EXERCISE MATERIAL:
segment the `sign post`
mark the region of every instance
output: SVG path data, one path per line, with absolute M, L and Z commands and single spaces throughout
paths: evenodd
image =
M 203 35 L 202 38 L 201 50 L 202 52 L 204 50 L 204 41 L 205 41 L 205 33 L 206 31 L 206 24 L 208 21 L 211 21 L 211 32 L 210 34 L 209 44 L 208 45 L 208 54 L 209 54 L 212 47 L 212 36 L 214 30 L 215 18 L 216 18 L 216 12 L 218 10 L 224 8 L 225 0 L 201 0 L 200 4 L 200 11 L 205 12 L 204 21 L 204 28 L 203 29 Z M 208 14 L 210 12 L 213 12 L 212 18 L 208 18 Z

EXERCISE DETAILS:
Print every row above again, character for character, with nothing added or changed.

OUTPUT BELOW:
segment the `sign post`
mark the region of every instance
output: SVG path data, one path per line, with absolute M, L and Z commands and single spaces throughout
paths: evenodd
image =
M 203 35 L 202 38 L 201 50 L 202 52 L 204 50 L 204 41 L 205 41 L 205 33 L 206 31 L 206 24 L 208 21 L 211 21 L 211 32 L 210 34 L 209 44 L 208 45 L 208 54 L 209 54 L 212 47 L 212 36 L 214 30 L 215 18 L 216 18 L 216 12 L 218 10 L 224 8 L 225 0 L 201 0 L 200 4 L 200 11 L 205 12 L 204 21 L 204 28 L 203 29 Z M 208 14 L 210 12 L 213 12 L 212 18 L 208 18 Z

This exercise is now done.